**Exercise requirements:** Give the stretch of lines from the start through the line containing "box: [134, 72, 217, 101]" as a Markdown table with the columns "No." and "Text", numbering each row and omitting blank lines.

[Dataset entries]
☆ ☆ ☆

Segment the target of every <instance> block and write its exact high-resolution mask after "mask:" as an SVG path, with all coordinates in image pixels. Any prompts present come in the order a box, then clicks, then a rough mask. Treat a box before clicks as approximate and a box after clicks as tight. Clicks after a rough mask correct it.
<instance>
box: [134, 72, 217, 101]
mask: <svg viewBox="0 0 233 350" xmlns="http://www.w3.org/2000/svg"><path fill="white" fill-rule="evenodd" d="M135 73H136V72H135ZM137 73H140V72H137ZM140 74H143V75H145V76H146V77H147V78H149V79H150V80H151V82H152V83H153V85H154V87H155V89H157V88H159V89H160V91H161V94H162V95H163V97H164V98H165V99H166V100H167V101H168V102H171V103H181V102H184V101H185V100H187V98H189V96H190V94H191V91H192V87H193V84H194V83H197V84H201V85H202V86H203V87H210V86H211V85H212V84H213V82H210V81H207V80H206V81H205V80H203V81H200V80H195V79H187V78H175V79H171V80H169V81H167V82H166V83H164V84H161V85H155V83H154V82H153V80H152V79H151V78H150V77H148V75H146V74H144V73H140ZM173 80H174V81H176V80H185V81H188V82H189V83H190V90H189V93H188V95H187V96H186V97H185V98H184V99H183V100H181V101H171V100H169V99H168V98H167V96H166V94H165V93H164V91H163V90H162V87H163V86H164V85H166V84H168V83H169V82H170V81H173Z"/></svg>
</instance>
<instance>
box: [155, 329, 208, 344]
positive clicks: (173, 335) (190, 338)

☆ ☆ ☆

**Result of the task:**
| No. | Text |
|---|---|
| 1 | Segment the target of every <instance> block and write its exact high-resolution mask after "mask:" as an SVG path, with all coordinates in image pixels. Any prompts present come in the order a box, then clicks, then a rough mask. Treat a box before clicks as approximate and a box after clicks as tight. Clicks after a rough mask correct it. |
| 2 | <instance> |
| 3 | box: [134, 72, 217, 101] |